ACTIONS TO TAKE:
- a) List every day of the week that the child support excerpt mentions.
- b) In the child support excerpt, what weekly amount did the circuit court set when it granted Clay's motion to decrease support?
- c) Resume the court excerpt on Clay's child support motion from the point where it stops.

---------- PROVIDED TEXT ----------

Clay’s visitation schedule was as follows: (1) during the school year, Clay had the
children “every weekend from Friday at 6 p.m. until school commences on
Monday morning” except for the first full weekend of each month when the
children remain with Yolanda; and (2) during the summer, Clay had the children
the same times as during the school year except he returned the children at 6 p.m.
on Sunday. Under the decree, Clay was also ordered to pay child support of
$67.15 per week.
Clay subsequently filed a motion to decrease or eliminate child
support. Therein, Clay argued that his child support should be decreased because
he had experienced a 15 percent reduction in income. Alternatively, Clay argued
that his child support should be eliminated because he and Yolanda shared joint
legal and physical custody of the children. By order entered December 3, 2007,
the circuit court granted Clay’s motion to decrease child support and set support at
$57.45 per week. The court denied Clay’s motion to eliminate child support. This
Clay contends the circuit court erred by denying his motion to
eliminate child support. He relies upon Plattner v. Plattner, 228 S.W.3d 577
(Ky.App. 2007) for his contention that child support should be eliminated.
Specifically, Clay maintains that he and Yolanda share joint legal and physical
custody of the children, enjoy “nearly equal physical custodial/parenting time,”

---------- MATERIAL ----------

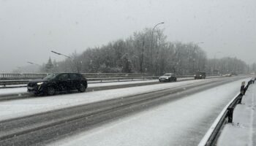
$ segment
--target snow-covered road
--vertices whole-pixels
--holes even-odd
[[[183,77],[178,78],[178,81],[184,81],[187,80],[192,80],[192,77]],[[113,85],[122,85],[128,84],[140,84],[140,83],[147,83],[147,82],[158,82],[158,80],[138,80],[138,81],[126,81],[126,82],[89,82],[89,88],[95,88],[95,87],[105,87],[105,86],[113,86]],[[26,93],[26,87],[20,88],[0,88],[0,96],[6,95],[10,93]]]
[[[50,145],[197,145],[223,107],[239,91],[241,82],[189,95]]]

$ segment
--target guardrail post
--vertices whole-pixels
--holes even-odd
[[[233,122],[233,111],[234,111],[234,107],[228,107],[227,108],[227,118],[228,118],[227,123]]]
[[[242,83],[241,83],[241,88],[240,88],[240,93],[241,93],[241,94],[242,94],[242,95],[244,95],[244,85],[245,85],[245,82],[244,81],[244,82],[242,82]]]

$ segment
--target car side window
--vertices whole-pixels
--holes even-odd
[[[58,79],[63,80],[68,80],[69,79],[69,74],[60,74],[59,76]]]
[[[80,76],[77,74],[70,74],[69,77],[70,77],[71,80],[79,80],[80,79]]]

----------
---------- MATERIAL ----------

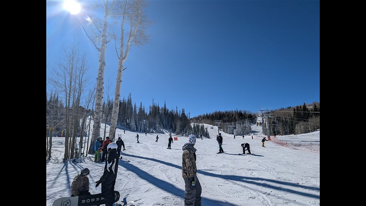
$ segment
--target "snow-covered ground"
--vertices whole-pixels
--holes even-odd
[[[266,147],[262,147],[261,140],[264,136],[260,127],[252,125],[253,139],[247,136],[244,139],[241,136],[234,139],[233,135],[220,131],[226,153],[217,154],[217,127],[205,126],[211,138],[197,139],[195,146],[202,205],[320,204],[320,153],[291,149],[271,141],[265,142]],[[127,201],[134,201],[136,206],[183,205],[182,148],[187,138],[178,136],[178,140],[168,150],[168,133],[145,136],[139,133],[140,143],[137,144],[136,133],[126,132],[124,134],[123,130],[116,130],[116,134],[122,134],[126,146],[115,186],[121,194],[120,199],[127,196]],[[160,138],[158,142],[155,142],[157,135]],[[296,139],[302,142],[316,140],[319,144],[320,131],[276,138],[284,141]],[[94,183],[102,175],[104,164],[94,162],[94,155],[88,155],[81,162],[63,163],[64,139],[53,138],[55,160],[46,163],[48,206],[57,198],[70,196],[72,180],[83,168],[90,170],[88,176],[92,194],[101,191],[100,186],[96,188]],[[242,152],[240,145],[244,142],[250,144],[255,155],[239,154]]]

----------

ANSWERS PER TASK:
- a) Friday, Monday, Sunday

- b) $57.45 per week

- c)
and “incur nearly equal expenses” while “earning nearly equal incomes.” For the
reasons hereinafter stated, we disagree.
Under KRS 403.211(2) and (3), a circuit court may deviate from the
child support guidelines only if the court finds that application of the guidelines
would be unjust or inappropriate. Plattner, 228 S.W.3d 577. And, it has been
recognized that an “equal division of physical custody may constitute valid
grounds for deviating from the guidelines” and awarding no child support. Id. at
579. Furthermore, it is well-settled that the establishment and modification of
child support are within the sound discretion of the circuit court. Vanmeter v.
Smith, 14 S.W.3d 569 (Ky.App. 2000). An abuse of discretion occurs only where
the circuit court’s decision was “arbitrary, unreasonable, unfair, or unsupported by
sound legal principles.” Com. v. English, 993 S.W.2d 941, 945 (Ky. 1999).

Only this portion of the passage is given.